→ **Task instructions**: The line holding "Please annotate this frame for all instances of child's" and all lines that follow it to the end of the data: return these exactly, and nothing more.
__________________________________________________
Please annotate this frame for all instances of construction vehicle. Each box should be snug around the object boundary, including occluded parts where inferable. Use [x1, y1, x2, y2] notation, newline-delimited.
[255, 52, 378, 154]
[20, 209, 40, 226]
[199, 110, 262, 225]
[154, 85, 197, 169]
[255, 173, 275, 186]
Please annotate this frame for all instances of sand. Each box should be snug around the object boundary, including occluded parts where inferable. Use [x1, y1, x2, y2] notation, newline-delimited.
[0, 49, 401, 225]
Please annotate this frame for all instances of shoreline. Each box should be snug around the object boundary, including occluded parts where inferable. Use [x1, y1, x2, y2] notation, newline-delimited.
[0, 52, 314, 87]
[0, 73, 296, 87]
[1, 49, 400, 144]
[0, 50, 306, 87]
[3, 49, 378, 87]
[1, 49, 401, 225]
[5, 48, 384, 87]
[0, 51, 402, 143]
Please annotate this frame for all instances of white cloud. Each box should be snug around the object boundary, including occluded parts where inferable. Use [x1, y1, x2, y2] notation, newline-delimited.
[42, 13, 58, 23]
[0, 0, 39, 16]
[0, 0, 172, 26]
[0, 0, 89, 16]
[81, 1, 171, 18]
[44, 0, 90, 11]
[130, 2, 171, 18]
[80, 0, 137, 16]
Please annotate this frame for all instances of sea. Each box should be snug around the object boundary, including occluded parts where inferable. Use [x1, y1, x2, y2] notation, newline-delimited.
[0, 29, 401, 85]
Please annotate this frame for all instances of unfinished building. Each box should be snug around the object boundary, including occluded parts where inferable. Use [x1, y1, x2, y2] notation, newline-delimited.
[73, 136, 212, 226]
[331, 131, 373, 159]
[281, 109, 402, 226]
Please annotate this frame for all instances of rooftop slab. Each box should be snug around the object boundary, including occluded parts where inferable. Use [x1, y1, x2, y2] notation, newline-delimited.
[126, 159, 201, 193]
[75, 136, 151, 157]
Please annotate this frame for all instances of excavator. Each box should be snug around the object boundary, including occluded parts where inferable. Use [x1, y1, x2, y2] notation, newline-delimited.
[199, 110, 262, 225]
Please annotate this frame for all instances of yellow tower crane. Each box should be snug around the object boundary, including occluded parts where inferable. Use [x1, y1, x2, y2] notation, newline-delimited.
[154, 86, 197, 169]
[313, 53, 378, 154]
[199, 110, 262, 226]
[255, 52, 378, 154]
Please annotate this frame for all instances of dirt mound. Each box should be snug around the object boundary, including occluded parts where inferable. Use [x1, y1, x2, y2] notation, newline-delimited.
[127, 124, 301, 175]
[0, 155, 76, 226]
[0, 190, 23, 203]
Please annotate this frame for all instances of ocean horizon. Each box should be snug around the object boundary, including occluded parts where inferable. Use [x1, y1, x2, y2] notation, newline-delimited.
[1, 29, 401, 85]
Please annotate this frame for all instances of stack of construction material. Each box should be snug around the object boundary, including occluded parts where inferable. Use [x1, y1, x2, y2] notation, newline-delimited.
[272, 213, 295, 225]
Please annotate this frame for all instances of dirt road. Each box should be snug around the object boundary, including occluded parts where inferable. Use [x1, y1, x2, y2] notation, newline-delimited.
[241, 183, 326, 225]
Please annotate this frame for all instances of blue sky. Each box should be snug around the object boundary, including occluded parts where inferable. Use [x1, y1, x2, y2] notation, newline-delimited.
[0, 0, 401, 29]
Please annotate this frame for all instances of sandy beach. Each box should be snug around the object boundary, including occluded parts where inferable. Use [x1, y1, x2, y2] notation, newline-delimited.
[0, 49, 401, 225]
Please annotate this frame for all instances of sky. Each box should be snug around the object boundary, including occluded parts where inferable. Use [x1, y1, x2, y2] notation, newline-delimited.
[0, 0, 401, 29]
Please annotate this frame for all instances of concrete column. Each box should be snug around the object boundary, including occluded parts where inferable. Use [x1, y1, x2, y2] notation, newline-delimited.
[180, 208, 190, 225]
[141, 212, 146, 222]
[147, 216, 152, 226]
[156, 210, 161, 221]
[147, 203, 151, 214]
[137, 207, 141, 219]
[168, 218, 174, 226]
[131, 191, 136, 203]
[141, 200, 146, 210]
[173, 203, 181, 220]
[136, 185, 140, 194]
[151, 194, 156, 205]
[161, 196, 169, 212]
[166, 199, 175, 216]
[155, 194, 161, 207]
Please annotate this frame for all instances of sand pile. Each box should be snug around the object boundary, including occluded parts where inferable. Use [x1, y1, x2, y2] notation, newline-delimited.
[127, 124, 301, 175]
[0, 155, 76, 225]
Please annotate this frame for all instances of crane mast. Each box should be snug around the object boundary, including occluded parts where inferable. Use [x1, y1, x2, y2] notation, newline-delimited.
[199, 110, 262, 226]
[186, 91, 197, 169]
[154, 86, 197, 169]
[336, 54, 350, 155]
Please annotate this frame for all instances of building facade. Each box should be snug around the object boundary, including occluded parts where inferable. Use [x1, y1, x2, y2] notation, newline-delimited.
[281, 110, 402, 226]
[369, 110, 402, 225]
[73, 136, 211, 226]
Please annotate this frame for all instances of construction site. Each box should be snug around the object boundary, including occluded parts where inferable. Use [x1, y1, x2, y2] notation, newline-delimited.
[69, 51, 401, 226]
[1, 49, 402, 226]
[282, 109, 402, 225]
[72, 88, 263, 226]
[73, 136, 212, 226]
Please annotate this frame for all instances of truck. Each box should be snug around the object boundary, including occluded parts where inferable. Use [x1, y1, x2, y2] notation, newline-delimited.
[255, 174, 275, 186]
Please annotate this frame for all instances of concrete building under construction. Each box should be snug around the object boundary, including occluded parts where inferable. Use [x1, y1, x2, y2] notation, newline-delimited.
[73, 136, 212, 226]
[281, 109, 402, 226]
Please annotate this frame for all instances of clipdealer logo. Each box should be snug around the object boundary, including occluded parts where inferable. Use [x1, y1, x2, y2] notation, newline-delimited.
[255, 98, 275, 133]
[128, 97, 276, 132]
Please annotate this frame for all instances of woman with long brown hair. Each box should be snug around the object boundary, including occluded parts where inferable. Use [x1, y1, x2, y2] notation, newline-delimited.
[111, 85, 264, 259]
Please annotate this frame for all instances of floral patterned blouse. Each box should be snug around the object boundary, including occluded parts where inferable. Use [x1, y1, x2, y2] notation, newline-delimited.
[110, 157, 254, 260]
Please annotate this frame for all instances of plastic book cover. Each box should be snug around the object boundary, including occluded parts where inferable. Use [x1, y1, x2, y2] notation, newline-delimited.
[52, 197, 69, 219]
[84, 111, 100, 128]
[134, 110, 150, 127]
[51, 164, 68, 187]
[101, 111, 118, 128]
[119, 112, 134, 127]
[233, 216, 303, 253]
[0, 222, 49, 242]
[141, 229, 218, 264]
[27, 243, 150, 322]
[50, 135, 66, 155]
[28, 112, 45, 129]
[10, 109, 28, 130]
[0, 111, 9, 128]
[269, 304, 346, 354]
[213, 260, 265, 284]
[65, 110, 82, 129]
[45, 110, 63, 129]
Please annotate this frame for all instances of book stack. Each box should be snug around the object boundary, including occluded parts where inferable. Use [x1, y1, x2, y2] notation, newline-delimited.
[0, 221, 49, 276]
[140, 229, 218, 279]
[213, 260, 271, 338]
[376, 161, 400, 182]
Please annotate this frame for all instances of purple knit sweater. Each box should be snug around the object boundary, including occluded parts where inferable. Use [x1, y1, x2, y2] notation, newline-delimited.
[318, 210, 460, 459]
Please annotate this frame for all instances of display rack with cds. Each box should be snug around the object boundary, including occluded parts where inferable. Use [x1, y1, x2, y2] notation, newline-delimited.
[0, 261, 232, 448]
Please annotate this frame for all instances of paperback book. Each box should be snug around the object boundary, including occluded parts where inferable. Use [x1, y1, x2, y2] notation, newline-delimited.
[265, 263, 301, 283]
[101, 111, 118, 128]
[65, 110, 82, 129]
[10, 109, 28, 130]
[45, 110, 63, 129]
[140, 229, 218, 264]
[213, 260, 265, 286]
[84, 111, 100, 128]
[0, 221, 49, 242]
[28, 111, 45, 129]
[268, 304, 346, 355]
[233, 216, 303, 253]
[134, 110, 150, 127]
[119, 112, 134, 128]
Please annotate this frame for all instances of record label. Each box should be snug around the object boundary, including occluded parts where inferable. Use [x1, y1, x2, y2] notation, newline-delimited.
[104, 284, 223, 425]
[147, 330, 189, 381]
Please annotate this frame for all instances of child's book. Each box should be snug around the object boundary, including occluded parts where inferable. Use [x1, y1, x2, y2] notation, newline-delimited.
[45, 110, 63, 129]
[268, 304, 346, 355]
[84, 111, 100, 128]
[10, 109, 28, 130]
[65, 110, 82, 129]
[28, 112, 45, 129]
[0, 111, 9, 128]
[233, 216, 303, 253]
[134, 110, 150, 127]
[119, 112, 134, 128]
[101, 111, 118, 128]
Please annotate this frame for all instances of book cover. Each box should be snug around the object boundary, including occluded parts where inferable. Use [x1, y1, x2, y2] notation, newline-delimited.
__________________________________________________
→ **Result of this task**:
Please annotate this frame for all instances of child's book. Each box should be snug around the object boundary, including occluded parts where inferable. Use [x1, y1, x2, y2] notation, newline-delimited.
[45, 110, 63, 129]
[268, 304, 346, 355]
[84, 111, 100, 128]
[10, 109, 28, 130]
[65, 110, 82, 129]
[28, 112, 45, 129]
[0, 111, 9, 128]
[233, 216, 303, 253]
[134, 110, 150, 127]
[119, 112, 134, 128]
[101, 111, 118, 128]
Please annotate this frame for all instances of book cover. Each box should be snug around the object boundary, including occluded parts where inferable. Use [x1, y1, x2, y2] notation, newline-delimited.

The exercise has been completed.